=== Instructions to follow ===
Reproduce the rows below without any change, starting at the line that contains "point: child's dark" and continuing through the end of the rows.

** begin **

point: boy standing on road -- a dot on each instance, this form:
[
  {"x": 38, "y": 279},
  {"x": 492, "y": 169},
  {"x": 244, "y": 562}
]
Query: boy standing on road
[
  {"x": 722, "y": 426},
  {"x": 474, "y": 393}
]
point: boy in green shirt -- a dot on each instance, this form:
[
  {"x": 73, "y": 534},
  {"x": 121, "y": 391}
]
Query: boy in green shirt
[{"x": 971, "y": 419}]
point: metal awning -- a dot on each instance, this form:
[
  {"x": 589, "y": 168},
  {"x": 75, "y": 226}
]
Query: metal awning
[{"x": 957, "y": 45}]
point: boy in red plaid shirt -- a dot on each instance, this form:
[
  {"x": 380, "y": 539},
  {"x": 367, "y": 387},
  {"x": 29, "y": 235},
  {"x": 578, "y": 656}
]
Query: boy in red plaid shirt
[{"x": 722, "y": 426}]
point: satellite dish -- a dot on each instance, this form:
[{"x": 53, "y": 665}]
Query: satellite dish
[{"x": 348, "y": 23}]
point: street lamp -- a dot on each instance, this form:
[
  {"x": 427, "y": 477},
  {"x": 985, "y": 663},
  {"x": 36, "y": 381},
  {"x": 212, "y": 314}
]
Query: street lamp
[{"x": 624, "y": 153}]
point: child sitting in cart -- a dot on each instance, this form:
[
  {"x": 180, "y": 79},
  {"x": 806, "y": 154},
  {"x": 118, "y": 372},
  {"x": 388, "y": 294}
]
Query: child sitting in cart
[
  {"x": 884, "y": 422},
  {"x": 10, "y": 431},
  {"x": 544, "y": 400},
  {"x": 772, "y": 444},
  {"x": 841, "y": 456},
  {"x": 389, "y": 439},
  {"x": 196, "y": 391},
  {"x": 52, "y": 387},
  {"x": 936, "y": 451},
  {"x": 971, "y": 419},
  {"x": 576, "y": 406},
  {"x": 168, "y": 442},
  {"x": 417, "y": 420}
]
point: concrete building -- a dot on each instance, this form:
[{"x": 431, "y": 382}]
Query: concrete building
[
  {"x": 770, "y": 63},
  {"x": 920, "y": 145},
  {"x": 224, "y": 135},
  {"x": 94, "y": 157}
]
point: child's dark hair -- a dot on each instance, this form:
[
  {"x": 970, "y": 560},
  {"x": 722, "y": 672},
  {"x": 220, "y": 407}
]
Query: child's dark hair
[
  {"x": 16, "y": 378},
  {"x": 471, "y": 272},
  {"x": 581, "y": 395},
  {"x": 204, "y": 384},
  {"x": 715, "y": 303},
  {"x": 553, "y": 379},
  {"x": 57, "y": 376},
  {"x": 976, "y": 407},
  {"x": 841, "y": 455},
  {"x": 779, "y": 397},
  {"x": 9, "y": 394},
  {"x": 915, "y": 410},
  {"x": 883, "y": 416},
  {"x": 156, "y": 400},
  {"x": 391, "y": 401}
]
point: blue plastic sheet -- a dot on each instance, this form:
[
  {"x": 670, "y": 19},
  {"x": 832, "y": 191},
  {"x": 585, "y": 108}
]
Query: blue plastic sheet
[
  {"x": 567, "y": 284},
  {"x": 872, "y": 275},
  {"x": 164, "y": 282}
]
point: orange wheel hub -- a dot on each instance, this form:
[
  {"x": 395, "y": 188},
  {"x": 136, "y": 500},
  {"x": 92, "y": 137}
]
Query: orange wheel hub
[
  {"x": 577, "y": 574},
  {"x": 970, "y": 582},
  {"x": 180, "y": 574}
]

** end **

=== Solution for this exercise ===
point: child's dark hair -- a dot on each instance, this form:
[
  {"x": 970, "y": 560},
  {"x": 722, "y": 672},
  {"x": 220, "y": 407}
]
Query: child's dark hair
[
  {"x": 16, "y": 378},
  {"x": 471, "y": 272},
  {"x": 581, "y": 395},
  {"x": 204, "y": 384},
  {"x": 715, "y": 303},
  {"x": 553, "y": 379},
  {"x": 57, "y": 376},
  {"x": 976, "y": 407},
  {"x": 841, "y": 455},
  {"x": 779, "y": 397},
  {"x": 9, "y": 394},
  {"x": 915, "y": 410},
  {"x": 883, "y": 416},
  {"x": 156, "y": 400},
  {"x": 391, "y": 401}
]
point: blue plastic sheet -- a dot on each instance, this form:
[
  {"x": 670, "y": 19},
  {"x": 832, "y": 191},
  {"x": 585, "y": 108}
]
Query: blue plastic sheet
[
  {"x": 567, "y": 284},
  {"x": 872, "y": 275},
  {"x": 164, "y": 282}
]
point: orange wheel hub -- a dot on each instance, this form:
[
  {"x": 395, "y": 188},
  {"x": 136, "y": 500},
  {"x": 92, "y": 137}
]
Query: orange wheel hub
[
  {"x": 577, "y": 574},
  {"x": 970, "y": 582},
  {"x": 180, "y": 574}
]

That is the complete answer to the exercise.